課題 A – 尾崎豊についての文章と照らし合わせ、次の(i)〜(iii)が文章の内容に合うかを「はい」か「いいえ」で答え、決め手となる文中の語句を一字も変えずに引用してください。(i) 尾崎豊の歌は高校の倫理の教科書に載っている。(ii) 尾崎豊の歌に共感しない若者は年々減っている。(iii) 筆者は十代の頃、自分が二重人格者ではないかと悩んだことは一度もなかった。
課題 B – 尾崎豊についての文章のうち、「そこに彼の生きることへの戸惑」から「かと真剣に悩んだものだった。」までを、両端の語句も含めてそのまま書き写してください。

提供された抜粋 –
━━━━━━
ただ、残念なことに気づきによって広がる自分自身の世界を目の前にして、傷つくことを怖れ此処に留まるひとのどれほど多いことか。それを証左するような記事を偶然見つけた。
『遠ざかる尾崎の叫び 尾崎豊没後十五年若者は変わったか』
気づきに対しての直接的な内容ではないのだが、先日の朝日新聞にあの頃の若者と現代の若者とを、彼の歌に対しての印象や感想を通して比較した記事が掲載されていたのだ。
「僕が僕であるために」や「15の夜」など、当時の若者たちに圧倒的な支持を受けていた尾崎豊はある日、あっけなくこの世を去った。
あれから十五年…今では彼の歌は高校の倫理の教科書にも載るくらい、社会的に認知されるようになっている。
「社会への反抗」「社会への苛立ち」への表現と見られがちな彼の歌詞を、その典型として描かれた教育現場の先生たちが「実はこれらの歌は、自分自身と向き合い自分の生き方を模索し苦悩する姿なのだと」評価「自分と他者とのアイデンティティーの問題が内包されているのだ」と捉え、教科書への掲載を望んだ結果だという。
確かに単なる社会への反抗ならば、『卒業』に書かれている「人は誰も縛られたかよわき子羊ならば 先生あなたはかよわき大人の代弁者なのか」といった表現はしないだろう。
少なくともここにあるのは対立軸ではない、共に悩める存在として大人を見ていることに他ならないのである。
そこに彼の生きることへの戸惑いと内省への深い洞察が垣間見られ、あの時代を共に生きた若者たちが彼に共感し自分自身を投影したのだ。
が、そうした(教科書に載るという)事実とは裏腹に、肝心の若者たちからは共感を得られなくなっているのだという。
しかも、そうした若者が年々増えているそうである。
「周りに迷惑を掛けるのは間違い」「大人も子供のことを思っているのに反発するのはおかしい」etc。
「何とものわかりのよい若者たちだろう…いや、このものわかりのよさとは…一体これはどういうことなのか?」
正直、あまりにも素直で従順な彼らに私のほうが驚かされた。
なぜなら私たちの十代の頃は、社会の矛盾、大人たちの矛盾、そして自分たちが抱える矛盾に毎日毎日翻弄され自分はもしかして精神的におかしいのではないか、二重人格者なのではないかと真剣に悩んだものだった。
それは決して一部の若者ではなく、仲間みんなが抱える「社会や人間が抱える矛盾との闘いの日々」であったように思う。
━━━━━━
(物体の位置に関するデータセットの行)
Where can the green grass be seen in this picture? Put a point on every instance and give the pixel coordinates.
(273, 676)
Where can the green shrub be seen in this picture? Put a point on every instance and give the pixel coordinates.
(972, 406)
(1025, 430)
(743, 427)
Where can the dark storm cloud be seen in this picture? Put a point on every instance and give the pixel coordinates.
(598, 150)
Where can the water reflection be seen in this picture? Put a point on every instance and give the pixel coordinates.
━━━━━━
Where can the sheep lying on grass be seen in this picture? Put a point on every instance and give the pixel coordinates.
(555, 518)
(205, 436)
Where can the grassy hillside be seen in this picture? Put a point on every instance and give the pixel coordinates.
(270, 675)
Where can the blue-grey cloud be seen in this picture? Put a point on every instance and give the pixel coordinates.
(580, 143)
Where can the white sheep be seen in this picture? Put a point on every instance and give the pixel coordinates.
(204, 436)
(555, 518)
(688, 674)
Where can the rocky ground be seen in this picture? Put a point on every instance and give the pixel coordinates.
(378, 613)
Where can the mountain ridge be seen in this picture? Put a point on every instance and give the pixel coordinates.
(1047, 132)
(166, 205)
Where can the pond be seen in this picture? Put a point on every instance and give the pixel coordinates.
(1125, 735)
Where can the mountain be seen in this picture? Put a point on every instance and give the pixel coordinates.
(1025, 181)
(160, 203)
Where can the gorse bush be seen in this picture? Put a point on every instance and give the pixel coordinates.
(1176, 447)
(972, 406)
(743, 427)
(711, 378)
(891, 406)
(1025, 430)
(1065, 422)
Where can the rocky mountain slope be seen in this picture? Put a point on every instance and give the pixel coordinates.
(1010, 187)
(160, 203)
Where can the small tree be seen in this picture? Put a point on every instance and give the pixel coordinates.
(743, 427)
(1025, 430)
━━━━━━
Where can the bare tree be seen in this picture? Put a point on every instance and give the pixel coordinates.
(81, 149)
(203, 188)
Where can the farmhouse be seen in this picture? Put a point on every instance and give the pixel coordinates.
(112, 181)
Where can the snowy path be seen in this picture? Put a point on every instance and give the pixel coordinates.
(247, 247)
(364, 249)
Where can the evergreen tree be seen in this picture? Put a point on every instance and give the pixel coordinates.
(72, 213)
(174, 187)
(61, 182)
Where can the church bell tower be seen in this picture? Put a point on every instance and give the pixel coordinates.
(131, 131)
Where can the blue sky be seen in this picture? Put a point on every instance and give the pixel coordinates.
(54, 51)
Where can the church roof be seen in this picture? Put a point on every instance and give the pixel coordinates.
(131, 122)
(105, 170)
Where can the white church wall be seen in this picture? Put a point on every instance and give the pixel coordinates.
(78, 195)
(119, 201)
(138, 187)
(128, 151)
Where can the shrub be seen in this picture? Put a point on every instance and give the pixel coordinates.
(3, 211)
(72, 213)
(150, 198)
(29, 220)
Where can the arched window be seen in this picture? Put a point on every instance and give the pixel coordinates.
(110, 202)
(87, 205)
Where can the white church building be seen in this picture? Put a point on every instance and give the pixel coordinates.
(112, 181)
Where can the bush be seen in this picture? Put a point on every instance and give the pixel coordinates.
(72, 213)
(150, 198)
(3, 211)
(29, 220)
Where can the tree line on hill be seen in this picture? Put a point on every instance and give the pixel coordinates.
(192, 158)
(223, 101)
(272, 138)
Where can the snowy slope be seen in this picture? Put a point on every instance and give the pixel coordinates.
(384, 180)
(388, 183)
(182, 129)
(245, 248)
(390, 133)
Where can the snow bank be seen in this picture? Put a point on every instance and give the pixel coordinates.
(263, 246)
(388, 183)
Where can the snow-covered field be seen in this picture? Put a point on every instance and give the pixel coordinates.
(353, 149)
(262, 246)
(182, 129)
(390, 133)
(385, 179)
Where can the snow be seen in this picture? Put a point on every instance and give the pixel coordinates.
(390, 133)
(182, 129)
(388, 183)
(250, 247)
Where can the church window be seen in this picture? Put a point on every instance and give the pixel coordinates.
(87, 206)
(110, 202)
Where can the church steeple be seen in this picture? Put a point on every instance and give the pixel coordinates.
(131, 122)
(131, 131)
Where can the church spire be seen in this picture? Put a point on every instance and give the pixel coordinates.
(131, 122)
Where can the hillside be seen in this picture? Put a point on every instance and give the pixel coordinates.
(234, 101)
━━━━━━
出力結果 A –
(i) はい：「今では彼の歌は高校の倫理の教科書にも載るくらい」
(ii) いいえ：「しかも、そうした若者が年々増えているそうである。」
(iii) いいえ：「二重人格者なのではないかと真剣に悩んだものだった」

出力結果 B –
そこに彼の生きることへの戸惑いと内省への深い洞察が垣間見られ、あの時代を共に生きた若者たちが彼に共感し自分自身を投影したのだ。
が、そうした(教科書に載るという)事実とは裏腹に、肝心の若者たちからは共感を得られなくなっているのだという。
しかも、そうした若者が年々増えているそうである。
「周りに迷惑を掛けるのは間違い」「大人も子供のことを思っているのに反発するのはおかしい」etc。
「何とものわかりのよい若者たちだろう…いや、このものわかりのよさとは…一体これはどういうことなのか?」
正直、あまりにも素直で従順な彼らに私のほうが驚かされた。
なぜなら私たちの十代の頃は、社会の矛盾、大人たちの矛盾、そして自分たちが抱える矛盾に毎日毎日翻弄され自分はもしかして精神的におかしいのではないか、二重人格者なのではないかと真剣に悩んだものだった。